## Stated goal
Give the lines from the one containing "Exercise. Tag every instance of the central" through the end of the listing, both included, as a numbered list with no blank lines. Leave the pictures out of the answer.

## Excerpts from point annotation data
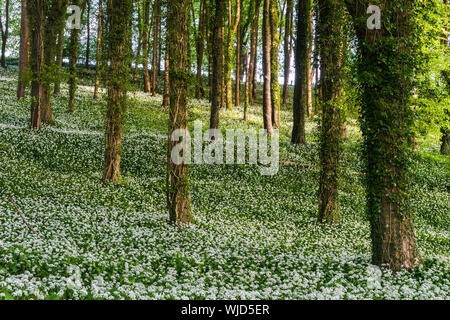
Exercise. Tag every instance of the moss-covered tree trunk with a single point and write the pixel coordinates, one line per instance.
(36, 16)
(98, 53)
(267, 97)
(156, 26)
(301, 71)
(386, 72)
(331, 44)
(254, 51)
(217, 56)
(119, 13)
(288, 29)
(274, 46)
(178, 42)
(24, 50)
(145, 45)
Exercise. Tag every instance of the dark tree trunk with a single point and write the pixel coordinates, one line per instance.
(24, 50)
(199, 92)
(98, 54)
(36, 18)
(178, 42)
(301, 71)
(388, 57)
(145, 43)
(156, 23)
(331, 35)
(267, 97)
(5, 33)
(218, 57)
(119, 13)
(288, 29)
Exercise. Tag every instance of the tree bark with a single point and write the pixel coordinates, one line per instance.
(178, 42)
(119, 13)
(331, 35)
(218, 55)
(36, 18)
(98, 54)
(301, 71)
(24, 50)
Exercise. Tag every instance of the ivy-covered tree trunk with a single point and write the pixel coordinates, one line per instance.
(218, 57)
(24, 50)
(267, 97)
(200, 45)
(36, 16)
(145, 45)
(254, 51)
(386, 70)
(98, 53)
(288, 29)
(55, 11)
(274, 46)
(301, 71)
(331, 44)
(156, 26)
(59, 60)
(119, 13)
(178, 41)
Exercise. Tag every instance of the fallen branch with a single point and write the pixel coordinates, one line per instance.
(22, 216)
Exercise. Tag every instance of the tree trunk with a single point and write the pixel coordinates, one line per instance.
(301, 71)
(331, 35)
(24, 50)
(218, 54)
(274, 44)
(288, 29)
(199, 92)
(98, 54)
(178, 42)
(156, 22)
(119, 14)
(36, 18)
(145, 43)
(88, 40)
(267, 98)
(389, 58)
(5, 32)
(253, 51)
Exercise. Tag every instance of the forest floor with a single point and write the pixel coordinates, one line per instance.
(254, 236)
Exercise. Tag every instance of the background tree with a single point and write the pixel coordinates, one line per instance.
(178, 41)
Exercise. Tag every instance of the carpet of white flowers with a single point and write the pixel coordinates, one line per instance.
(254, 237)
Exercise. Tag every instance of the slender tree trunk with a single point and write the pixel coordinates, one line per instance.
(59, 58)
(301, 71)
(36, 18)
(145, 43)
(156, 23)
(119, 14)
(88, 40)
(288, 29)
(274, 43)
(331, 35)
(253, 51)
(199, 92)
(166, 96)
(5, 33)
(218, 54)
(178, 42)
(267, 99)
(98, 54)
(24, 50)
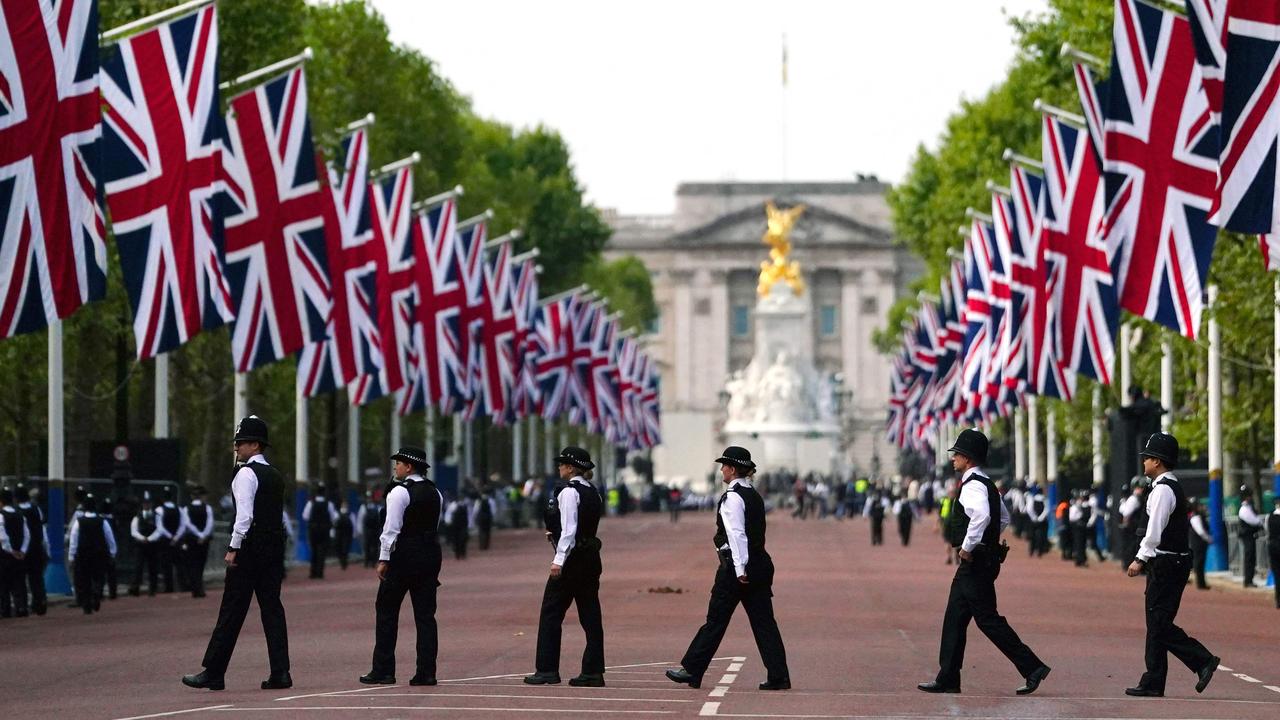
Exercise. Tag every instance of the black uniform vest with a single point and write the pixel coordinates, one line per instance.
(589, 506)
(320, 520)
(268, 506)
(1179, 527)
(753, 519)
(92, 538)
(13, 525)
(958, 522)
(170, 519)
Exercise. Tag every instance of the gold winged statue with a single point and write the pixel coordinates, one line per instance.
(778, 238)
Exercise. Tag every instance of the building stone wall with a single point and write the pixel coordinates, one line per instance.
(704, 260)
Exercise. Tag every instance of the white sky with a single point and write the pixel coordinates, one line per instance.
(657, 92)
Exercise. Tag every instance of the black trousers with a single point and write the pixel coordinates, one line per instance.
(758, 602)
(197, 557)
(415, 569)
(35, 570)
(319, 552)
(973, 597)
(259, 572)
(13, 587)
(1166, 579)
(145, 555)
(579, 584)
(1251, 559)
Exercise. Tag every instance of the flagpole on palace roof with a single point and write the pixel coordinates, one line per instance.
(438, 199)
(141, 24)
(1060, 114)
(269, 71)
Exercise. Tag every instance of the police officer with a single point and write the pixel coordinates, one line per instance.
(408, 563)
(197, 527)
(92, 546)
(572, 519)
(974, 527)
(255, 564)
(320, 516)
(147, 536)
(369, 519)
(745, 575)
(1164, 555)
(1251, 524)
(37, 551)
(14, 543)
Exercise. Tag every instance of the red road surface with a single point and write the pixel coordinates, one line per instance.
(860, 625)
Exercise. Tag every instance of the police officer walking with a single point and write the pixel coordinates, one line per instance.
(408, 563)
(255, 564)
(572, 519)
(745, 575)
(1164, 555)
(974, 525)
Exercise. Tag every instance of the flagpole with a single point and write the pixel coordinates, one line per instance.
(161, 397)
(1216, 559)
(55, 573)
(1166, 382)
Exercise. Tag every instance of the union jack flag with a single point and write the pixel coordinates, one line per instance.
(1247, 197)
(439, 295)
(163, 155)
(391, 201)
(1161, 162)
(277, 260)
(53, 258)
(1083, 310)
(353, 346)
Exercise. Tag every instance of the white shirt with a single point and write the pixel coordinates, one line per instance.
(976, 504)
(1248, 515)
(734, 515)
(135, 527)
(106, 531)
(397, 501)
(243, 488)
(188, 527)
(1160, 505)
(567, 501)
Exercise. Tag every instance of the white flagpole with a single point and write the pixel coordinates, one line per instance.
(1033, 441)
(301, 431)
(1166, 382)
(161, 397)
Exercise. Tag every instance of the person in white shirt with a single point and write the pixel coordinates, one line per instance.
(1249, 528)
(1164, 555)
(973, 525)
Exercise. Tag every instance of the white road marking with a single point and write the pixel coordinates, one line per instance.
(421, 707)
(174, 712)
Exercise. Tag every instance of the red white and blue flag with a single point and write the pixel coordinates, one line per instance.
(53, 255)
(1161, 149)
(277, 256)
(163, 154)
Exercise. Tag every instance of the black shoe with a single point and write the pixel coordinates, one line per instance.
(1143, 692)
(586, 680)
(1033, 680)
(278, 682)
(936, 687)
(1206, 674)
(205, 680)
(682, 677)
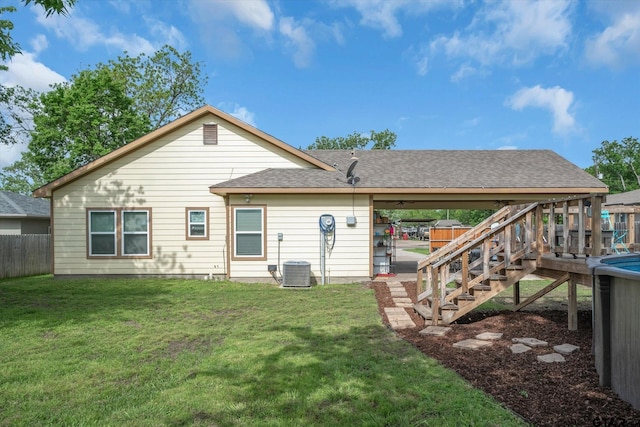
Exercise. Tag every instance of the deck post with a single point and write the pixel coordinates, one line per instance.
(565, 227)
(596, 225)
(572, 303)
(539, 233)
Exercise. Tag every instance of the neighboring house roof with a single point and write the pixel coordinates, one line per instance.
(426, 171)
(14, 205)
(627, 198)
(46, 190)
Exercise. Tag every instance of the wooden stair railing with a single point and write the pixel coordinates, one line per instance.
(502, 246)
(510, 243)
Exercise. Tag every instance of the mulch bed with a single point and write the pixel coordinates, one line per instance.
(544, 394)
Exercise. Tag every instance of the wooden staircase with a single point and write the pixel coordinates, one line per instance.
(477, 266)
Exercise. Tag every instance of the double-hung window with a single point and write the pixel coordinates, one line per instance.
(119, 233)
(248, 232)
(102, 233)
(135, 233)
(197, 223)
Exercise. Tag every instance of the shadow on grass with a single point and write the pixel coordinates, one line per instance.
(51, 302)
(364, 376)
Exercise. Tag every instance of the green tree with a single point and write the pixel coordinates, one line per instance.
(96, 111)
(17, 107)
(22, 176)
(81, 120)
(162, 86)
(618, 163)
(384, 140)
(8, 47)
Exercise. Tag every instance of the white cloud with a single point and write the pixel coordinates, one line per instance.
(83, 34)
(9, 154)
(619, 43)
(298, 41)
(238, 112)
(221, 25)
(465, 71)
(26, 71)
(381, 14)
(557, 100)
(254, 13)
(509, 32)
(167, 33)
(39, 43)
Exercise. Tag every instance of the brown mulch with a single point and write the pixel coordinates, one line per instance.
(544, 394)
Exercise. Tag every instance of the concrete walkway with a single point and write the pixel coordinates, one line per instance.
(398, 316)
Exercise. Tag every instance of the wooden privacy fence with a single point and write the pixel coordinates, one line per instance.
(25, 255)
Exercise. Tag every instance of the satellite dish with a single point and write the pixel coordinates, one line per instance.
(351, 176)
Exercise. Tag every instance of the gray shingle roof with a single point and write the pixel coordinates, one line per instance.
(17, 205)
(407, 169)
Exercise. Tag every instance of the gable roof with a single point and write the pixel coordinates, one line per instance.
(427, 171)
(46, 190)
(627, 198)
(14, 205)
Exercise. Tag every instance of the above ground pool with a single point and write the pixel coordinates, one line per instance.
(616, 323)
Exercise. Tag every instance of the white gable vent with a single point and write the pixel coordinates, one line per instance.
(296, 274)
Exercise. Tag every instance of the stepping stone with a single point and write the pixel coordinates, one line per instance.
(566, 348)
(398, 293)
(531, 342)
(399, 318)
(435, 330)
(551, 358)
(519, 348)
(403, 302)
(489, 336)
(472, 344)
(395, 284)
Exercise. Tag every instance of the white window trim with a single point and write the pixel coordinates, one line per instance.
(263, 214)
(124, 233)
(114, 233)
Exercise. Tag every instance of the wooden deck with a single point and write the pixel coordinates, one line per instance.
(550, 239)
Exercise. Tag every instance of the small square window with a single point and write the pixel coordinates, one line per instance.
(197, 224)
(210, 134)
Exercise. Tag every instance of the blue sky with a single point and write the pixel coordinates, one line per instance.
(442, 74)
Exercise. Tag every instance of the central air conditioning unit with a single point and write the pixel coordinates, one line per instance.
(296, 274)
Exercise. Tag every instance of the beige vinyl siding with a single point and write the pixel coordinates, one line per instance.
(166, 175)
(296, 216)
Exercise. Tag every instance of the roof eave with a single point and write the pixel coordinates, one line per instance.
(223, 191)
(47, 189)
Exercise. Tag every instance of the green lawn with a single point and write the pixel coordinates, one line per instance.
(179, 352)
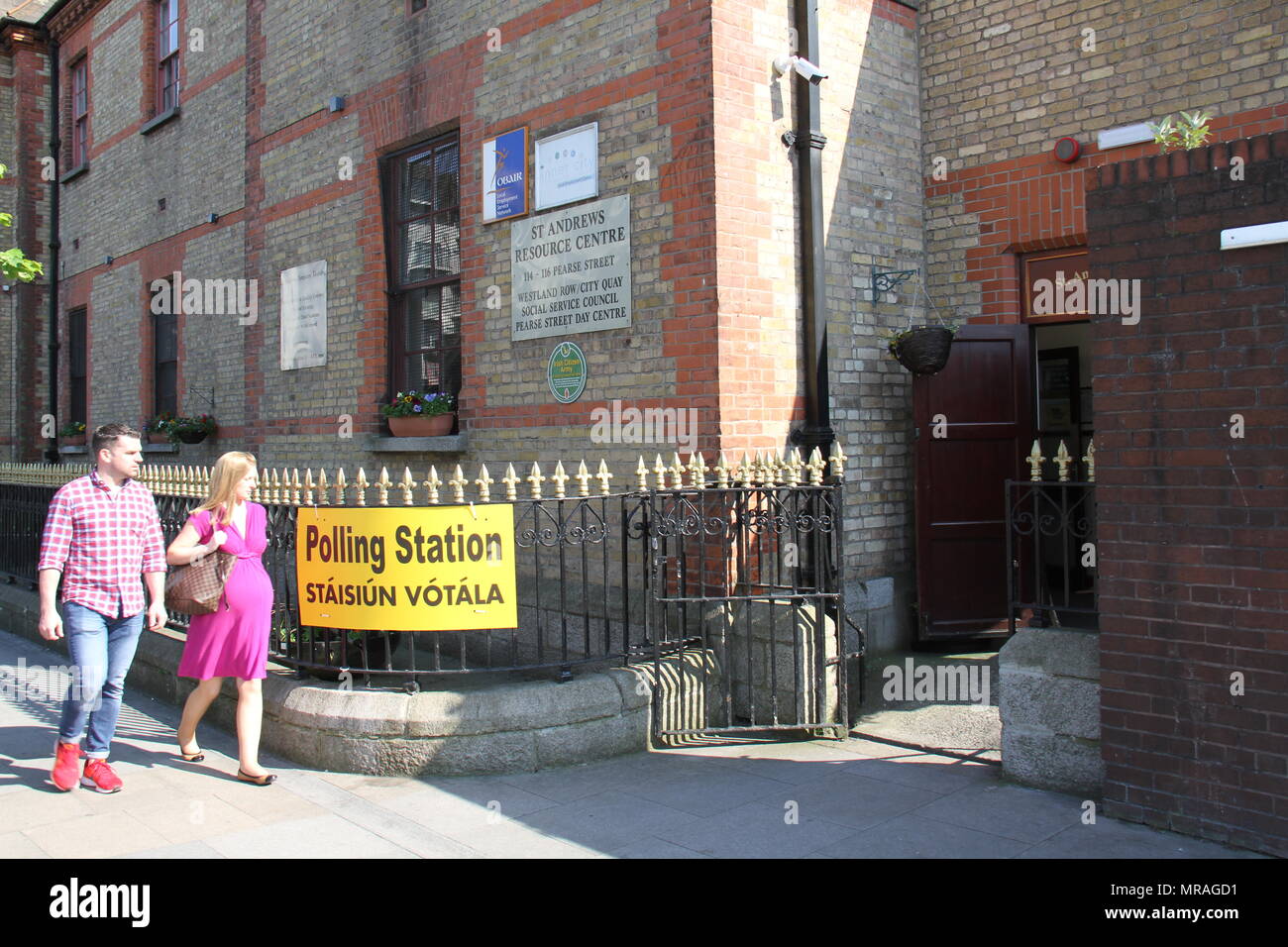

## The output
1. Exercise. Tag every instance of the central air conditioning unit with a single point and write the pixel coordinates, one line per instance.
2. (296, 274)
3. Exercise. Tag every instance of the beige vinyl siding with a single point and write the pixel coordinates, one line per instance.
4. (166, 175)
5. (296, 216)
6. Exercise. Tag every instance of the roof eave with a single point and write the pixel coordinates, one line per instance.
7. (223, 191)
8. (47, 189)
9. Exercise. Tag every instance of the green lawn with a single point and write the pixel coordinates, one line per instance.
10. (179, 352)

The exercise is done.